(Stored entries)
::::

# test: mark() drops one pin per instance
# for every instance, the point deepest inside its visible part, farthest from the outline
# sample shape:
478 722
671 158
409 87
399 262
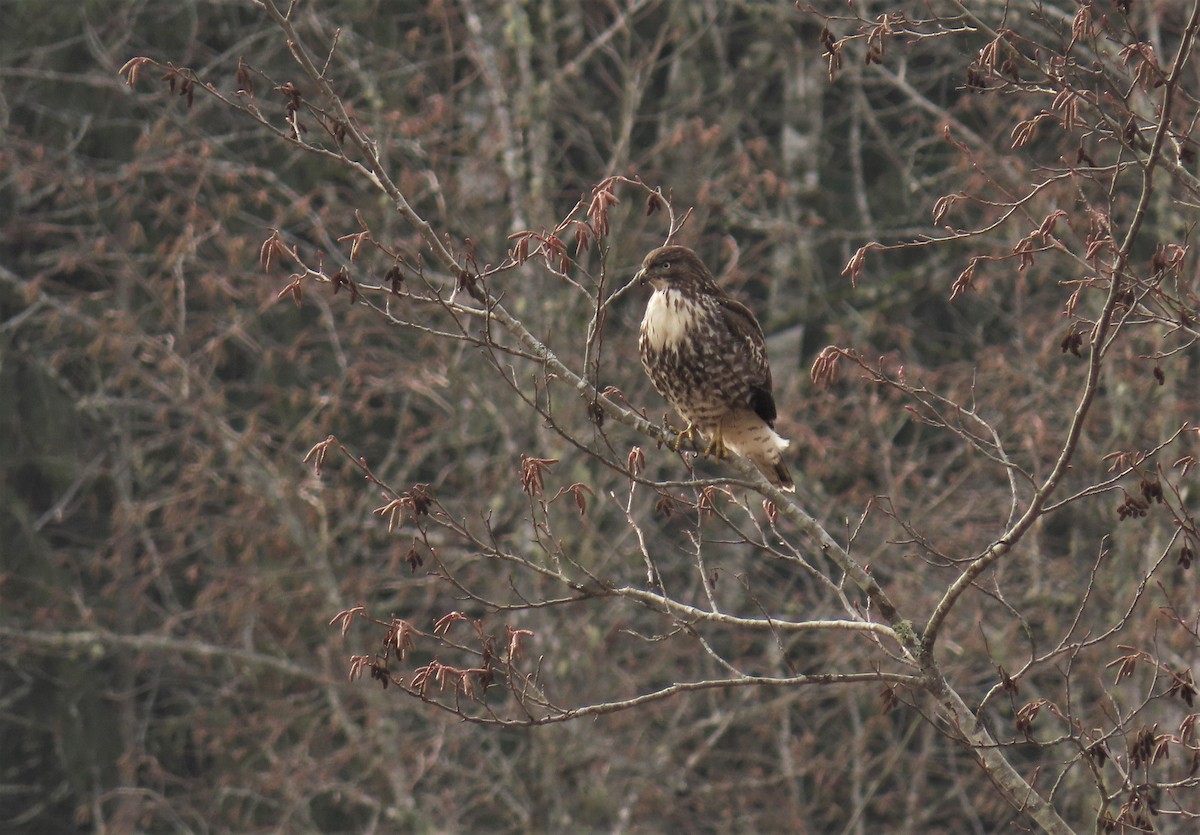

::::

Beginning at the line with "# for every", reproduce each line exactly through the last line of the records above, with pictures left out.

Problem solution »
# for every instance, the point deepest inside its visible part, farthest from the outline
# sample shape:
478 722
671 158
409 87
399 262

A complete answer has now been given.